[Saved data entries]
## BEGIN

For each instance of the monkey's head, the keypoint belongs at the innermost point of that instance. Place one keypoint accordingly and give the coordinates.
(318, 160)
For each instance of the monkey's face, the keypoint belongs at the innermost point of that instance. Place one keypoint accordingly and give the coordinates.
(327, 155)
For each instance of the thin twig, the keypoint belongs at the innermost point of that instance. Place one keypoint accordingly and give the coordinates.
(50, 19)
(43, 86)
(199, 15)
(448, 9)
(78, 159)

## END

**Task description**
Reproduce the records with every "innermost point" changed to "central point", leaving everything else unchanged.

**Exercise output**
For each instance of the monkey's head, the keypoint belongs at the central point of that instance. Place one keypoint accordingly and give the coordinates.
(318, 160)
For each instance of the monkey's face, the keypoint belongs at the central point of that instance. Place one keypoint accordingly and give the coordinates.
(327, 155)
For each instance of the thin twig, the keypoint belongs at the central point of that instance. Place one keypoint accordingly and give the coordinates.
(50, 19)
(43, 86)
(199, 15)
(448, 9)
(78, 159)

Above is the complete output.